# [DATASET RECORDS]
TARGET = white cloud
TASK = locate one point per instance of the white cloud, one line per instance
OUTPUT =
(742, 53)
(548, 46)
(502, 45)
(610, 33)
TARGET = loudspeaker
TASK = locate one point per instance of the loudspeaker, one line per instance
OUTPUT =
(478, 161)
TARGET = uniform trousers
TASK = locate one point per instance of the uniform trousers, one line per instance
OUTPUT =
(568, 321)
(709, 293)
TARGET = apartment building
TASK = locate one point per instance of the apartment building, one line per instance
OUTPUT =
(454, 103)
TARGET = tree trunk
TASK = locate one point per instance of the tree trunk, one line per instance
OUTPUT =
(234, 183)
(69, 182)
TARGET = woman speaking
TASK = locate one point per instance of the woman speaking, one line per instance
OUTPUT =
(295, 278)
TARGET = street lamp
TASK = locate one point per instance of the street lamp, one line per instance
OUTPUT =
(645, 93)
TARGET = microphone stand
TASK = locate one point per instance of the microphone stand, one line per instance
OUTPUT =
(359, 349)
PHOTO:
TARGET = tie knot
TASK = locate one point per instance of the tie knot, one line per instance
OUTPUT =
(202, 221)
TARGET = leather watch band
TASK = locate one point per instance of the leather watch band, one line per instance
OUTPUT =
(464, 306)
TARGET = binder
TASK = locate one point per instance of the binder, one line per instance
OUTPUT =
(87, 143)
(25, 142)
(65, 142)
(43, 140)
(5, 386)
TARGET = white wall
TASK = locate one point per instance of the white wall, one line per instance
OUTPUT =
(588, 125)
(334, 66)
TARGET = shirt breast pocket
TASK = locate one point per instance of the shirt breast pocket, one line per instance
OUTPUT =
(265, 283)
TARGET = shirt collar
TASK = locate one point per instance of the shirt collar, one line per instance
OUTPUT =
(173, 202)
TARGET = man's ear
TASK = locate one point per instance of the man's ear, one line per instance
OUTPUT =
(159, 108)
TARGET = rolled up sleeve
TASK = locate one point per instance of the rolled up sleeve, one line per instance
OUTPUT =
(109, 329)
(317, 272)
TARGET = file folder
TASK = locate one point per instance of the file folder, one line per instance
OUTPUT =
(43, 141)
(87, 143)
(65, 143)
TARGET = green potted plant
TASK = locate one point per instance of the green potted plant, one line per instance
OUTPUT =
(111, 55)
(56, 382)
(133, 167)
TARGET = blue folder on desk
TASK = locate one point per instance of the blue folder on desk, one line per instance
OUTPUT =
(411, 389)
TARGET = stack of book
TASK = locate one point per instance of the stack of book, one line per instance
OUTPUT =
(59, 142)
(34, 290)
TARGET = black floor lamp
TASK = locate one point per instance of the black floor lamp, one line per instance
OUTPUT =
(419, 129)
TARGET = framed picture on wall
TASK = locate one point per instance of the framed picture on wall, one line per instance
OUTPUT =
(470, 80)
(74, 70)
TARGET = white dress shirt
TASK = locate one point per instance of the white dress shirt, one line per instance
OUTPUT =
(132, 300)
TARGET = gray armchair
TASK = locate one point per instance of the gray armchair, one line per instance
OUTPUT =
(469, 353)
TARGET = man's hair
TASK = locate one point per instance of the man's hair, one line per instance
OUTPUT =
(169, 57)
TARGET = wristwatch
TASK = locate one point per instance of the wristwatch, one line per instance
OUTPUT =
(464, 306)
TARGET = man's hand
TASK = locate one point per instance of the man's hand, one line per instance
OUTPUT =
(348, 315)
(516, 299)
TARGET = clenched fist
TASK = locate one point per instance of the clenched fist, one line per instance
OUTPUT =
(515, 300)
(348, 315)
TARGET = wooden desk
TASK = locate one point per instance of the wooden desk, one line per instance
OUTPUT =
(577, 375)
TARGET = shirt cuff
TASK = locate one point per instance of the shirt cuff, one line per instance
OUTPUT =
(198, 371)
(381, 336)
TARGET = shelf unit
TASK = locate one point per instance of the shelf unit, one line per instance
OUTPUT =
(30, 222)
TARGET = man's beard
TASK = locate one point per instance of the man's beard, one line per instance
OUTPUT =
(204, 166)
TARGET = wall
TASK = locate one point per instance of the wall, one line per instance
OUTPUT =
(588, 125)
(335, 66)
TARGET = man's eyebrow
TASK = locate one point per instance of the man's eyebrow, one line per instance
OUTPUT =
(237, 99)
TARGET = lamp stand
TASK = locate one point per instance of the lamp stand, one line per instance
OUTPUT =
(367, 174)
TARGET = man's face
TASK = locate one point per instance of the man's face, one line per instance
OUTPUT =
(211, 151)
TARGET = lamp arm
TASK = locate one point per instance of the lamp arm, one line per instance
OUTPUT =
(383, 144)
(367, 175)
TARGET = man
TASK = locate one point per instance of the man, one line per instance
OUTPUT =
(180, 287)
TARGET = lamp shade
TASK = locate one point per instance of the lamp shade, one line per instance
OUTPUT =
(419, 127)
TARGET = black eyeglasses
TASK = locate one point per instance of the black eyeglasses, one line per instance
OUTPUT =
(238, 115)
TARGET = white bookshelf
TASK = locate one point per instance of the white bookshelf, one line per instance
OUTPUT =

# [WHAT IS EXPECTED]
Reproduce only the lines between the line containing "TARGET = wooden desk" and the last line of the records, those two lines included, exactly.

# [WRITTEN RESPONSE]
TARGET = wooden desk
TASK = locate one point per instance of the wooden desk, one line per instance
OUTPUT =
(577, 375)
TARGET = shirt cuff
TASK = locate one point per instance of the shirt cuff, one line per instance
OUTPUT =
(198, 371)
(381, 336)
TARGET = shelf unit
TASK = locate one point per instance of the shelf unit, one line per instance
OUTPUT =
(30, 222)
TARGET = man's beard
TASK = locate one point per instance of the man's beard, one line per instance
OUTPUT =
(204, 166)
TARGET = wall
TASK = locate one point per instance of the wall, one line per instance
OUTPUT =
(588, 125)
(335, 66)
TARGET = man's eyebrow
TASK = locate one point per instance of the man's eyebrow, one line per instance
OUTPUT =
(237, 99)
TARGET = lamp stand
TASK = locate one point per instance of the lamp stand, one line per instance
OUTPUT =
(367, 174)
TARGET = man's face
TASK = locate one point per instance of the man's face, one line per instance
OUTPUT =
(211, 151)
TARGET = lamp arm
TASK = locate one point per instance of the lamp arm, one line per instance
OUTPUT =
(383, 144)
(367, 175)
TARGET = man
TASK = locate one point per instance of the man, one line per instance
OUTPUT =
(180, 287)
TARGET = lamp shade
TASK = locate one point per instance of the lamp shade, one line per instance
OUTPUT =
(419, 127)
TARGET = black eyeglasses
TASK = locate one point per instance of the black eyeglasses, one line per instance
OUTPUT =
(238, 115)
TARGET = white bookshelf
TASK = locate one point per instance of the white bookshelf, one line per instance
OUTPUT =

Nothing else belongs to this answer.